▶ _本文抜粋_:
病気はカルテの上ではなく、私の中で起こっている

思いがけず長く読んでくださっている方々からのコメントをいただき、嬉しく思います。言葉を通して流れてくる情緒の束が、以前の私にはうまく届かず過敏に反応していたこと、今ははっきりとその違いを感じられます。

感染症は急性の症状が治まったのちゆるやかに経過し、少しずつ良い方に向かっているように私には思えます。
いまはどこにも通院していないのですが、おそらくもう何も処置してもらうことはないだろうと思います。結局なんのウイルスだったのかはっきりしなかったのですが、熱が下がった時点で「これからは日にちぐすり」と言われているし、医師の力を借りないことに特に不安はありません。これまで研ぎ澄ませてきた自分の内側への感覚を使って、自然治癒力が的確に働くように食べ物を選び、働く量を調節し、生活を整えています。

▶ _データ_:
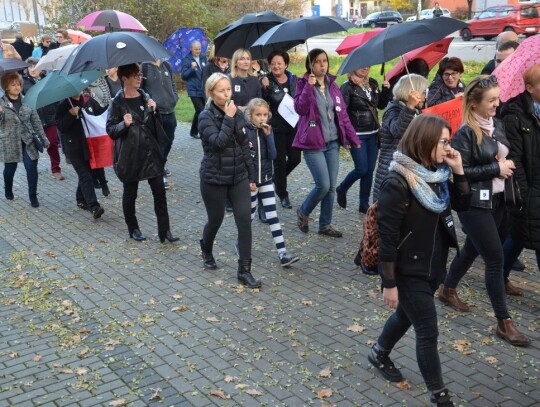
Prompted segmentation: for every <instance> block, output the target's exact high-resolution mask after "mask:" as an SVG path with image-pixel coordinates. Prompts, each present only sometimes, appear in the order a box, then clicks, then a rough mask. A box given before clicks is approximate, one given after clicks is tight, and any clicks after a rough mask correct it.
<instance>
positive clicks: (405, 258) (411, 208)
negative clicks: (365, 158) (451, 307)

▶ _理解の確認_:
a – 本文によると、熱が下がった時点で何と言われたか。
b – 本文で、医師の力を借りないことに特に不安がないのはなぜか。本文が示す理由を説明せよ。
c – 本文の「思いがけず長く読んでくださっ」から「ているように私には思えます。」までのすべてを、一字も変えずに書き写せ。
答えるときは本文だけを根拠とすること。

▶ _解答_:
a – 「これからは日にちぐすり」と言われた。

b – 熱が下がった時点で「これからは日にちぐすり」と言われているからである。

c –
思いがけず長く読んでくださっている方々からのコメントをいただき、嬉しく思います。言葉を通して流れてくる情緒の束が、以前の私にはうまく届かず過敏に反応していたこと、今ははっきりとその違いを感じられます。

感染症は急性の症状が治まったのちゆるやかに経過し、少しずつ良い方に向かっているように私には思えます。